▶ Raw data:

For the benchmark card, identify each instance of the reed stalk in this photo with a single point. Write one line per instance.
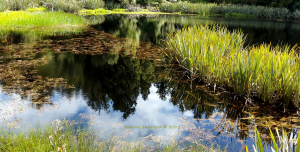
(218, 57)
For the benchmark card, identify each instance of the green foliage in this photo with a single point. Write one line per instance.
(284, 144)
(218, 57)
(62, 136)
(94, 12)
(37, 9)
(22, 20)
(59, 136)
(2, 6)
(55, 5)
(247, 10)
(119, 10)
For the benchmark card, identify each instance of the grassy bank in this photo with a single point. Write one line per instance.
(65, 136)
(206, 9)
(115, 11)
(52, 5)
(217, 57)
(283, 142)
(25, 20)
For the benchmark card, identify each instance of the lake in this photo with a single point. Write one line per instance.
(113, 78)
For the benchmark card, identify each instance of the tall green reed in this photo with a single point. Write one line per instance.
(283, 141)
(218, 57)
(204, 8)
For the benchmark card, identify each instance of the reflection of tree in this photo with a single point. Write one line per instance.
(105, 78)
(226, 114)
(156, 29)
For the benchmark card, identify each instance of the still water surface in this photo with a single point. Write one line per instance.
(113, 92)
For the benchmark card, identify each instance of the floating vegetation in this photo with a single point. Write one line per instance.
(17, 20)
(18, 61)
(62, 135)
(247, 10)
(219, 60)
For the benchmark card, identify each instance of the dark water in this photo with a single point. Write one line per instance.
(113, 92)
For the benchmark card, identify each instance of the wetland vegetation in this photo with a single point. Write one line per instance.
(212, 71)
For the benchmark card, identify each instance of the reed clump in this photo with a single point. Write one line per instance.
(217, 56)
(206, 9)
(15, 20)
(284, 144)
(53, 5)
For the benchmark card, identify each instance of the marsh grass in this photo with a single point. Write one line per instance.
(21, 20)
(247, 10)
(69, 136)
(53, 5)
(284, 144)
(217, 56)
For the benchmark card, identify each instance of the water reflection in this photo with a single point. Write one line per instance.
(129, 90)
(154, 29)
(103, 79)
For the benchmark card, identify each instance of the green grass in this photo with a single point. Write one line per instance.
(52, 5)
(37, 9)
(64, 136)
(15, 20)
(284, 143)
(223, 9)
(216, 55)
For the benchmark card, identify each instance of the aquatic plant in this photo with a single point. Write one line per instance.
(217, 57)
(69, 136)
(20, 20)
(283, 140)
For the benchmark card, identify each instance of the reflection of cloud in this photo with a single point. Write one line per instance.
(150, 112)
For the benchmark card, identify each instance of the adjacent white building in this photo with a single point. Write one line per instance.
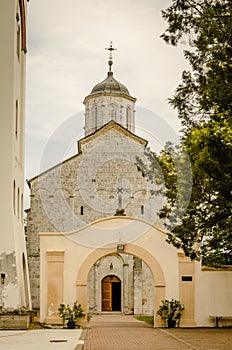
(14, 282)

▶ Short task: Arrange the listing as a two-column CSV with the headers "prompt" and "points", one row per request. Begin at the line that has "For the benchmark card, identify each instance of the floating" and stop after the final line of the listing. Put each request's text and its answer in a single quoted field, replace line breaks with spaces, and leave the pictures out.

▶ The completed task:
prompt,points
"For the benchmark card, identify each instance of the floating vegetation in this photo with a single point. Write one line per instance.","(17, 20) (18, 61) (62, 135) (247, 10) (219, 60)"
"For the benchmark card, identify each instance of the dark water in this photo with a single point. Write one line per instance.","(113, 92)"
"For the benchmark card, identify each instance of the wetland vegetation in this photo with a single point. Write one line per instance.","(212, 71)"
"For the benchmark card, identify each instance of the reed clump in this photo with a single point. Write one line per instance.","(217, 56) (206, 9) (15, 20) (284, 144) (53, 5)"
"For the benchmark card, identify each instance of the marsh grass in this photo with a single point. Write one line per instance.","(21, 20) (247, 10) (69, 136) (53, 5) (284, 144) (217, 56)"
"For the benchmark card, identify each instance of the water reflection in this photo with a single point. Write one line per instance.","(129, 90) (154, 29) (103, 79)"
"For the benchmark card, identify each instance of the green grass in this photo with a single point. Write one line per instance.","(52, 5) (37, 9) (64, 136) (15, 20) (284, 143) (223, 9) (216, 55)"
"For the benchmark card, identify each instance of the aquatic plant in this photo with a single point. Write one line per instance.","(217, 57) (69, 136) (20, 20) (283, 140)"
"For the benchmark card, identify each instance of the reflection of cloud in this photo with a single point. Write one line per instance.","(150, 112)"
"For the benchmark card, identify each instance of the adjacent white building in this photo with a single point. Write one line per instance.","(14, 282)"